> [SOURCE DOCUMENT]
□ □ □ □ □ □ □

No auth. No key. Returns a JSON object with the country's `name`, `iso2`, `iso3`, and a `states` array. Each state entry carries `name` (with the word "State" where applicable — "Abia State", not "Abia") and `state_code` (ISO 3166-2, e.g. `NG-AB`). Federal capital territories appear as peer entries: Nigeria's FCT (`NG-FC`) sits alongside the 36 states, so a dropdown built from this list includes Abuja residents without special handling.

## Fallbacks (when the best call isn't enough)

- **User asks about a country's capital or ISO codes, not states** → `/countries/capital/q?country=Bolivia` returns `name`, `capital` (plain string — Bolivia gets one entry only), `iso2`, `iso3`. For multi-capital accuracy, switch to REST Countries.
- **User asks about population history or growth trends** → `/countries/population/q?country=Nigeria` returns `populationCounts` — annual World Bank estimates from 1960 onward with no gaps even in non-census years.
- **User needs flag image URLs** → `/countries/flag/images/q` returns a `flag` field with a Wikimedia Commons–hosted URL. Third-party hosted, so treat as impermanent.

## Pitfalls

- The non-`/q` variants dump the whole database. `/countries/states` with no `?country=` parameter returns every state in every country — a massive payload. Always use the `/q` form.
- The `capital` field from `/capital/q` is a plain string, not an array. South Africa and Bolivia lose all but one capital. If the user's question touches multi-capital countries, switch to REST Countries' `capital` array.
- The `currency` endpoint returns a bare ISO 4217 code (`"EUR"`) — no name, no symbol. Pair with REST Countries if you need "Euro" or "€".

## One-line summary for the user

I can look up a country's states, provinces, capital, ISO codes, and population history from Countries Now in a single unauthenticated GET — but sub-national divisions are where it shines, and multi-capital edge cases go to REST Countries.

□ □ □ □ □ □ □

> [DATA UNDER STUDY]

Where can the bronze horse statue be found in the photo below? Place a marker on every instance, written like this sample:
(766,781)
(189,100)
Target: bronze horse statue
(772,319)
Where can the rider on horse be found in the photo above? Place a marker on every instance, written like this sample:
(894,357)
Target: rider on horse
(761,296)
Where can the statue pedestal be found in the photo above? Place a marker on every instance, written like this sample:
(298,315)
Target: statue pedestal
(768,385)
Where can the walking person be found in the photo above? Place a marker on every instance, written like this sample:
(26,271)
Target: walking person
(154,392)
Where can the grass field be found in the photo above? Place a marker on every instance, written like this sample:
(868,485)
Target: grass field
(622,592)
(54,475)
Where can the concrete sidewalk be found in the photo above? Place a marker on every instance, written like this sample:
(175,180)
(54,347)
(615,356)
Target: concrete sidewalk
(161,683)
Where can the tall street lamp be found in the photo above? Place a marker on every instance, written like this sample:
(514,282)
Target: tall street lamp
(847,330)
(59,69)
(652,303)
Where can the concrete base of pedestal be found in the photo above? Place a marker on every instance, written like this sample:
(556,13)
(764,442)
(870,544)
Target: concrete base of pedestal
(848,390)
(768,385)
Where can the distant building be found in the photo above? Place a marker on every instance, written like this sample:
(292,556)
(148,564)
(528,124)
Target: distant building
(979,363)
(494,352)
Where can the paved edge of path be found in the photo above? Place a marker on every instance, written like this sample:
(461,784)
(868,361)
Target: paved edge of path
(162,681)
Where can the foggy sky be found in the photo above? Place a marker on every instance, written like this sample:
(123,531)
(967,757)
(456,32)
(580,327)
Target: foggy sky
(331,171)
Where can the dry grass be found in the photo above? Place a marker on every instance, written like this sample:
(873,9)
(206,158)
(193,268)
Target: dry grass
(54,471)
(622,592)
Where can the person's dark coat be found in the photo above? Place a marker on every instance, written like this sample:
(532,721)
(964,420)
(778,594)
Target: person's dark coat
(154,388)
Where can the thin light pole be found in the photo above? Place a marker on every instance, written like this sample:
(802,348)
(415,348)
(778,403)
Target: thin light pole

□ □ □ □ □ □ □

> [EXERCISE BRIEF]
Answer these questions from the Countries Now notes above:
1. What state code is given for Nigeria's FCT?
2. From which year do the annual World Bank population estimates begin?
3. What does the currency endpoint return?

> [EXERCISE ANSWER]
1. NG-FC
2. 1960
3. A bare ISO 4217 code, such as "EUR", with no name and no symbol.